Problem:
Begin at the line that contains "[mark] the red arch" and stop after the final line of the records, copying every line again with the requests included. Multiply each point coordinate in the answers by 0.45 and round to whole numbers, rounding halves up.

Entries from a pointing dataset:
--- Start ---
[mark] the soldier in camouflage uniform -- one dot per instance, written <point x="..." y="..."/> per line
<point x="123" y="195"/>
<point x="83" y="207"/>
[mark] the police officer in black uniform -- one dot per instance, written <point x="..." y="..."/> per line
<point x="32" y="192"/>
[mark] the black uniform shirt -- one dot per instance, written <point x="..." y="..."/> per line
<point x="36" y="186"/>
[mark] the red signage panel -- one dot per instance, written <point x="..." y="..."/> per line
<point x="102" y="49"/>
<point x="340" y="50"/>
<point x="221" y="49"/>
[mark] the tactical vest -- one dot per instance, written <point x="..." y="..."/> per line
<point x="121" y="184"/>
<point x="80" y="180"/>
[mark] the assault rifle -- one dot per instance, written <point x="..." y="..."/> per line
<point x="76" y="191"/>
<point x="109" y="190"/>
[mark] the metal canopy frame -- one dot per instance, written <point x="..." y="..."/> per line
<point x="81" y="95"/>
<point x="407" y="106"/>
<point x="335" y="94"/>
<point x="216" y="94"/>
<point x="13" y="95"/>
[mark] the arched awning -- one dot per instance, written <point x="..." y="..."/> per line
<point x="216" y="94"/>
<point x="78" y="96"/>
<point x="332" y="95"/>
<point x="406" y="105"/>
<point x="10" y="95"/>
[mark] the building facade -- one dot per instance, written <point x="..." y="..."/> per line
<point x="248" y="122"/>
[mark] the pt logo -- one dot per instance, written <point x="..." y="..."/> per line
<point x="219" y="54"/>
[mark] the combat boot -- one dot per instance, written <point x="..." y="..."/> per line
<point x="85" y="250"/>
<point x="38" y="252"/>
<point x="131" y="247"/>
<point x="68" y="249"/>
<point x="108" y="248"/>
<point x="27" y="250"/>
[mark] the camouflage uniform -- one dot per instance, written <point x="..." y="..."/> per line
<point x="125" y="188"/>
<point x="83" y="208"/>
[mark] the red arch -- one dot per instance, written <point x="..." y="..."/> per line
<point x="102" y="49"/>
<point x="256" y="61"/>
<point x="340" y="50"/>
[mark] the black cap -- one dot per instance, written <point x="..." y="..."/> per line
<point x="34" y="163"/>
--- End ---
Task answer:
[mark] the red arch -- one dot per instance, written <point x="..." y="..."/> per line
<point x="46" y="22"/>
<point x="115" y="27"/>
<point x="153" y="23"/>
[mark] the black cap -- one dot per instance, written <point x="..." y="..."/> per line
<point x="15" y="73"/>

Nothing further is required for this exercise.